__TASK OBJECTIVE__
Count the lines of the items below that contain the string "painted", treating uppercase and lowercase as different. Reply with the number alone.

(Region labeling items)
[Begin]

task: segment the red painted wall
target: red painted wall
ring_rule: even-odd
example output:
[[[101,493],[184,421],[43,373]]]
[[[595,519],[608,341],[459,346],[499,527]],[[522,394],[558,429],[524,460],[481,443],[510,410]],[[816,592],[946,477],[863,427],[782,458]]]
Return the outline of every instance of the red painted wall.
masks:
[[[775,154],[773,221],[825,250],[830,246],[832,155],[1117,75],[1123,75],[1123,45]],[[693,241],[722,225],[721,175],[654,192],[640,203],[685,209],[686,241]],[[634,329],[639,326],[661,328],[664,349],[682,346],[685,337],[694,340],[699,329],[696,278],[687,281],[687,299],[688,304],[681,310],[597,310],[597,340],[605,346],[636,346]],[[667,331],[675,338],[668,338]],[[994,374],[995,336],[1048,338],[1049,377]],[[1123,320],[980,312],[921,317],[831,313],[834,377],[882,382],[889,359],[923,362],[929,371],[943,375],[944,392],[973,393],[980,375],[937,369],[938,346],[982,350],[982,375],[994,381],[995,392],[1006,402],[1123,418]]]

[End]
[Begin]

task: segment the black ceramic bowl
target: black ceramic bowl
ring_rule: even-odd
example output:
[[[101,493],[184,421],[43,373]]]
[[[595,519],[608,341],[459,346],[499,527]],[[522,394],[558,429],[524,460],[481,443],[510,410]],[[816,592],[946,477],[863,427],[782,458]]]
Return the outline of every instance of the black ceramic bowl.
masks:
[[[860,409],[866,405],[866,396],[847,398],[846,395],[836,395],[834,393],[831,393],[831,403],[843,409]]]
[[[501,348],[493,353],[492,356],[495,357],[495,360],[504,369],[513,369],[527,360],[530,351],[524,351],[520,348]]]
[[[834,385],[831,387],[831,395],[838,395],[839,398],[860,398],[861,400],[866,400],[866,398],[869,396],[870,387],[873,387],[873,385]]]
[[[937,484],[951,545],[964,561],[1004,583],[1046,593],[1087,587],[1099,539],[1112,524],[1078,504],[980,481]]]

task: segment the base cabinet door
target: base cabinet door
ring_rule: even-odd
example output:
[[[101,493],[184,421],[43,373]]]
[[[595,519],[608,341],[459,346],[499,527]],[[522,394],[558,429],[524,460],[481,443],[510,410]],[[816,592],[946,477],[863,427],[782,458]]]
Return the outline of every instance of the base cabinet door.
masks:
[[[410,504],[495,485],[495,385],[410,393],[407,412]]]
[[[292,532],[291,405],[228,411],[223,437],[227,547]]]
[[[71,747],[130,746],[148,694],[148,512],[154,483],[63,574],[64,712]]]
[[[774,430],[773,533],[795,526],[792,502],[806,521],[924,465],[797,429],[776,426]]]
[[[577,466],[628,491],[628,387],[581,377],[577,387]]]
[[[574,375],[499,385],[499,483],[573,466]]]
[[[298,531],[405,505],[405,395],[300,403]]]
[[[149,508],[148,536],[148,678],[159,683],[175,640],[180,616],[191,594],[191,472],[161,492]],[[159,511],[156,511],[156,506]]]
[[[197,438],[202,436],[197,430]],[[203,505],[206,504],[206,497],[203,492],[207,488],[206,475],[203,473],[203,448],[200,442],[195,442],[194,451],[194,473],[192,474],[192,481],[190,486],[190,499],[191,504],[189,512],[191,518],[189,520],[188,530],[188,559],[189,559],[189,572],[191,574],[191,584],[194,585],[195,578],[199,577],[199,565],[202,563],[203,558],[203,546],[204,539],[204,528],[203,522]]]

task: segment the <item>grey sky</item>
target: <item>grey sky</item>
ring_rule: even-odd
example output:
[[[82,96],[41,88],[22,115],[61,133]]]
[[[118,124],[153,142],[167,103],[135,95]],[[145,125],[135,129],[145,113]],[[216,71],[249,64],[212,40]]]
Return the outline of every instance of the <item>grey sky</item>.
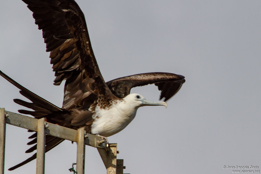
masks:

[End]

__TASK ANSWER__
3